Task goal: Exercise in exact copying. Transcribe every entry that follows, word for word.

[Excerpts from a dataset]

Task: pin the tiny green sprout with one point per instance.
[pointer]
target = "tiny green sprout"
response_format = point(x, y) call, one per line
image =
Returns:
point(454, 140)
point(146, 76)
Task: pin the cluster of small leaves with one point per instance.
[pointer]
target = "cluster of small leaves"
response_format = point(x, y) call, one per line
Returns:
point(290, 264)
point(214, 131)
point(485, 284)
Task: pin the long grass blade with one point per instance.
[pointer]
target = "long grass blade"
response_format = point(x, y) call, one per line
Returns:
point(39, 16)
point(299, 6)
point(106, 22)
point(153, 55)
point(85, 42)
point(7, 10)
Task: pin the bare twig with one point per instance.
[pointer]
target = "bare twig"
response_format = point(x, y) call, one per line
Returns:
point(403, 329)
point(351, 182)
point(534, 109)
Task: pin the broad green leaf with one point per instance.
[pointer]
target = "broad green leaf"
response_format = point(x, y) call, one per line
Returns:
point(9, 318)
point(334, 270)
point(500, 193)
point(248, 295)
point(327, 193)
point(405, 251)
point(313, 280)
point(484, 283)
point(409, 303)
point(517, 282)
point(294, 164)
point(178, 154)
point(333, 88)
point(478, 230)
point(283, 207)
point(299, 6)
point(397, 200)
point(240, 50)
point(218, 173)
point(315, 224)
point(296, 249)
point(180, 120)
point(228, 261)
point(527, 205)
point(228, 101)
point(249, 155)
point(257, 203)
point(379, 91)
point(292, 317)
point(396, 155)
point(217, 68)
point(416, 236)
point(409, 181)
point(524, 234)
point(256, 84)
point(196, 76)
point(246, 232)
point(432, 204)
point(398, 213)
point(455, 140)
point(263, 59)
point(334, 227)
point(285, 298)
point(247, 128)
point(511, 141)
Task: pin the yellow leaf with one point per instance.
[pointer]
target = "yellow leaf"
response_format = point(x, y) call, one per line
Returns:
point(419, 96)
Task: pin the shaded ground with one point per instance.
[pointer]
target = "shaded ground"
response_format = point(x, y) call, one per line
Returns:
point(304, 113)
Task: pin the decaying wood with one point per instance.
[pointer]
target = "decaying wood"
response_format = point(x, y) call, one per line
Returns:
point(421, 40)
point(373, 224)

Answer below:
Task: pin the tiny green sprout with one point per instance.
[pointer]
target = "tiny green sprout"
response_format = point(x, y) call, one per line
image =
Returns:
point(454, 140)
point(146, 76)
Task: pin the cluster of small leaves with one point per instance.
[pointer]
target = "cluster of small leaves"
response_format = point(x, y) call, one per line
Returns:
point(290, 264)
point(214, 131)
point(485, 284)
Task: pin the long grass blade with one point per instance.
[pointer]
target = "long grass blade"
response_format = point(x, y) call, one per line
Returns:
point(39, 16)
point(299, 6)
point(106, 22)
point(153, 55)
point(85, 42)
point(7, 10)
Task: pin the bare twig with one point per instance.
[pointer]
target = "bare twig"
response_format = point(x, y) call, one per line
Returns:
point(403, 329)
point(351, 182)
point(534, 109)
Task: pin the broad green leaf with one point per instance.
[pointer]
target = "broad green leaf"
response_format = point(x, y) call, one per line
Returns:
point(9, 318)
point(334, 270)
point(500, 193)
point(248, 295)
point(327, 193)
point(405, 251)
point(313, 280)
point(484, 283)
point(409, 303)
point(517, 282)
point(294, 164)
point(178, 154)
point(333, 88)
point(478, 230)
point(283, 207)
point(299, 6)
point(397, 200)
point(240, 50)
point(218, 173)
point(315, 224)
point(296, 249)
point(180, 120)
point(228, 261)
point(527, 205)
point(228, 101)
point(249, 155)
point(257, 203)
point(379, 91)
point(292, 317)
point(396, 155)
point(217, 68)
point(416, 236)
point(409, 181)
point(524, 234)
point(256, 84)
point(196, 76)
point(246, 232)
point(432, 204)
point(398, 213)
point(455, 140)
point(263, 59)
point(334, 227)
point(285, 298)
point(247, 128)
point(511, 141)
Task: pin the yellow leaf with one point per instance.
[pointer]
target = "yellow leaf"
response_format = point(x, y) call, one per line
Returns:
point(419, 96)
Task: pin the shaded ground with one point per instance.
[pointer]
target = "shaded ground"
response_format = point(x, y) call, one per line
Returns:
point(304, 113)
Task: pin the decaying wood with one point per instance.
[pointer]
target = "decaying wood"
response_format = point(x, y) call, one per line
Returns:
point(421, 40)
point(373, 224)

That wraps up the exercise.